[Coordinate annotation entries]
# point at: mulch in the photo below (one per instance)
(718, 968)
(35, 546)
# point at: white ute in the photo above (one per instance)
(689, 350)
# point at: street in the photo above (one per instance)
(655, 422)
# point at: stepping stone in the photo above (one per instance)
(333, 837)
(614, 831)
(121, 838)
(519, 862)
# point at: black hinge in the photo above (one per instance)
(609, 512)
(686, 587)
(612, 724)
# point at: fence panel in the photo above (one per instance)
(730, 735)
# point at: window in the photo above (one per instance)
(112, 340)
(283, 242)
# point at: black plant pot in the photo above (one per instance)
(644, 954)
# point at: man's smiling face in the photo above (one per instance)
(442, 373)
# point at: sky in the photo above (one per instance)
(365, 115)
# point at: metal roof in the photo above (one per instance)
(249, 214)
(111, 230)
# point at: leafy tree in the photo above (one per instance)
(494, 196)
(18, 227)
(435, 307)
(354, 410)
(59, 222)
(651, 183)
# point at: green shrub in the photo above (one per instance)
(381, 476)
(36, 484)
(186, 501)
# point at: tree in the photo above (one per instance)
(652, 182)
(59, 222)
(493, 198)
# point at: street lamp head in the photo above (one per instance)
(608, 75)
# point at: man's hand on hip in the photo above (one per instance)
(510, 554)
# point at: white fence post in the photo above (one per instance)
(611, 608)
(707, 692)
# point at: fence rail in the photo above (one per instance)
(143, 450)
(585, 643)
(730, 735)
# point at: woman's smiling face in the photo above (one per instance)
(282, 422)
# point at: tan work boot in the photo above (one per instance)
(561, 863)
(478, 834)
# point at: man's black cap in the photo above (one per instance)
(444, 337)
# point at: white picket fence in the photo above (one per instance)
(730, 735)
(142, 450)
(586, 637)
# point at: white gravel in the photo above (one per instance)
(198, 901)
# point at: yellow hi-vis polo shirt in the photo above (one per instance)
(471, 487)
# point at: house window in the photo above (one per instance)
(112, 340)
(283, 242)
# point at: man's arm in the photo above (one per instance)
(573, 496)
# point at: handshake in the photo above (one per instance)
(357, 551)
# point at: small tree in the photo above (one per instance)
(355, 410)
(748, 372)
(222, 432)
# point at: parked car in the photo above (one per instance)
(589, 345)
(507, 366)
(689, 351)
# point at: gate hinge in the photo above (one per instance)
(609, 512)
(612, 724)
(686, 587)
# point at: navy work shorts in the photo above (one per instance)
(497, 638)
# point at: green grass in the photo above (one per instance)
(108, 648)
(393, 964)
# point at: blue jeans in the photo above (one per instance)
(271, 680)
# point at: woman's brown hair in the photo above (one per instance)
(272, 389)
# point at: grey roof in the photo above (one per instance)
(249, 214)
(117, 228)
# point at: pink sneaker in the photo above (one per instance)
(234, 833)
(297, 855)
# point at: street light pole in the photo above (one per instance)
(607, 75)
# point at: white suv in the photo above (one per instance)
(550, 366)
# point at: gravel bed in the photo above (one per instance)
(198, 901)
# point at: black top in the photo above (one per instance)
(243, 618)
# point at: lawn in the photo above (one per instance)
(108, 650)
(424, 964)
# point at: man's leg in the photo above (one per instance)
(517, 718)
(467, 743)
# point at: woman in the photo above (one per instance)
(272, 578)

* * *

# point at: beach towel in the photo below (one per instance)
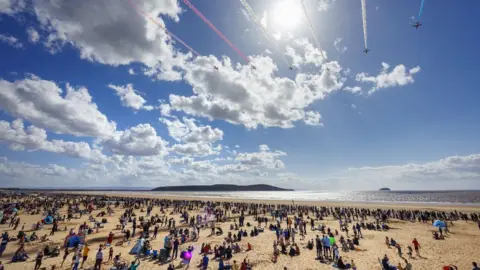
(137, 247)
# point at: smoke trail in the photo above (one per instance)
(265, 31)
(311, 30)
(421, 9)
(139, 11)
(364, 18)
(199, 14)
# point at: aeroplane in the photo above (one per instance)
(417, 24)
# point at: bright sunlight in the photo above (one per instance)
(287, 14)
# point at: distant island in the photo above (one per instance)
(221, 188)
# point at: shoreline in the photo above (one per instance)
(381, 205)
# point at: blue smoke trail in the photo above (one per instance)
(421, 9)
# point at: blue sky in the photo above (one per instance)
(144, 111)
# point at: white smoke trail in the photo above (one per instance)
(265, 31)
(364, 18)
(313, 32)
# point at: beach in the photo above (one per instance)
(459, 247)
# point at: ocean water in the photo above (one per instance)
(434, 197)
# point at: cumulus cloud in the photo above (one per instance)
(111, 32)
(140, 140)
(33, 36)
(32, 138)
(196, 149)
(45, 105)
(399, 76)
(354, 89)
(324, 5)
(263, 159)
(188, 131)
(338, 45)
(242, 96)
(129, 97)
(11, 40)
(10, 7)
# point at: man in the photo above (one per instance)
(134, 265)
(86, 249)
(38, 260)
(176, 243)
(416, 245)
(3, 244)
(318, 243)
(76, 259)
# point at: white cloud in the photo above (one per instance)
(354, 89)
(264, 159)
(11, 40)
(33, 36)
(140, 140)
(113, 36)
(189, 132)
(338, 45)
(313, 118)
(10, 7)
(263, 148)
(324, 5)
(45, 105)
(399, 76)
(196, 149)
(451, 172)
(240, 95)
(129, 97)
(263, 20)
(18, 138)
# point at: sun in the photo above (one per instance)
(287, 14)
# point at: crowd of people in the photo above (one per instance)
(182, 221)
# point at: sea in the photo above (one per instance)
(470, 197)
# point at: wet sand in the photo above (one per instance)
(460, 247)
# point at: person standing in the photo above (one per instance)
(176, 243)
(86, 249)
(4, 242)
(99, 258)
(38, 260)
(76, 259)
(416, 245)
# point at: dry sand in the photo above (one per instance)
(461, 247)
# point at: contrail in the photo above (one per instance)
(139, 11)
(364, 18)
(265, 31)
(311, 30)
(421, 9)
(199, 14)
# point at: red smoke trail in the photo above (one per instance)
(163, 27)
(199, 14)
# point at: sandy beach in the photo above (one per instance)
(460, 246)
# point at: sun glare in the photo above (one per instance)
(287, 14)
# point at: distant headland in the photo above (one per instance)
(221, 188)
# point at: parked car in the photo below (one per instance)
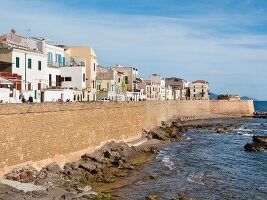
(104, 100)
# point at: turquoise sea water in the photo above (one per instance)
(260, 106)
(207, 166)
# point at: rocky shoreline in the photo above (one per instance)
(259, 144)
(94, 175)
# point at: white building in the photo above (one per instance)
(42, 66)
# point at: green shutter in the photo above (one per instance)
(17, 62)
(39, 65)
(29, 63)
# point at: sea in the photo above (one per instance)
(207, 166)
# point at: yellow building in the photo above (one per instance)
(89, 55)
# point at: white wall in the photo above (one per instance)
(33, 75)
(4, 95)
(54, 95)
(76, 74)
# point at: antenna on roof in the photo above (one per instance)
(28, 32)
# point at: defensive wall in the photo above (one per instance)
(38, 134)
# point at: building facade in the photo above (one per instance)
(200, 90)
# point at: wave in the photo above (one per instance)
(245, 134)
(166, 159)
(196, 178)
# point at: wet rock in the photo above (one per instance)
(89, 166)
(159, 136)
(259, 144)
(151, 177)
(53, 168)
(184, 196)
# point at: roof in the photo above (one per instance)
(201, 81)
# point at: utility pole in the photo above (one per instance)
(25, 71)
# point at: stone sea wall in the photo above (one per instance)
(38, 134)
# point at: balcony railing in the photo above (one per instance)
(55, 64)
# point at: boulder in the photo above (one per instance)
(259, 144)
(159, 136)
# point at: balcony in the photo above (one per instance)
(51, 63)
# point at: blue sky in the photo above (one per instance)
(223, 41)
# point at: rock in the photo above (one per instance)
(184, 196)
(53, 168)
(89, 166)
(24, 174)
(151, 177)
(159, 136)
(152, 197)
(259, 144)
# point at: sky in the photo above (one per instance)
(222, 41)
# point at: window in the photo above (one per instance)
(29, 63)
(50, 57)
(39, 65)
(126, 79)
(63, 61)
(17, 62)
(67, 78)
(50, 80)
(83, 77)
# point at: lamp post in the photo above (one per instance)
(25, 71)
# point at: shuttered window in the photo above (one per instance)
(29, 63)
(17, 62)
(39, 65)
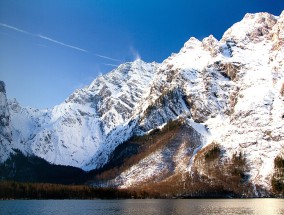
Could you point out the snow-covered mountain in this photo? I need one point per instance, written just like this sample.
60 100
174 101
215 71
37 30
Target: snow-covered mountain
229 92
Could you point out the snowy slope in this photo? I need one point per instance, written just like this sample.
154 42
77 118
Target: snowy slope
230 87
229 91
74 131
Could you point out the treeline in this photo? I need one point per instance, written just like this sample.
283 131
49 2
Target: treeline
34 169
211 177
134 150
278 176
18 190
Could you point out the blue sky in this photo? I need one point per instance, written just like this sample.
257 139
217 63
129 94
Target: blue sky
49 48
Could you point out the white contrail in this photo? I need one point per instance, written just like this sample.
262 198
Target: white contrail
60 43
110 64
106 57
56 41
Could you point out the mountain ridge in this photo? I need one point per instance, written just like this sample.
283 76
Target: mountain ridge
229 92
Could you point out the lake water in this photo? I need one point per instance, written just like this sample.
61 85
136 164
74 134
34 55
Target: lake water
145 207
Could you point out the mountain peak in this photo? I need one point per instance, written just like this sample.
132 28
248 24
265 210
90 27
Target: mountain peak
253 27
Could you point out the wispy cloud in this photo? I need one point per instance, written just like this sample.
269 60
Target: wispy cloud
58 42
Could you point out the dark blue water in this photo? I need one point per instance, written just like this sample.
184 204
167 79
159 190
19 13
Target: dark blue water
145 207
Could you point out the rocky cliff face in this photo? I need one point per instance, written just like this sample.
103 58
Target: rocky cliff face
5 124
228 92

Task to carry out:
Return each line above that contains the string "beach". Case counts.

Task response:
# point at: beach towel in the photo below (one per instance)
# point at: beach in the photo above (one per instance)
# point at: sandy beach in the photo above (one per instance)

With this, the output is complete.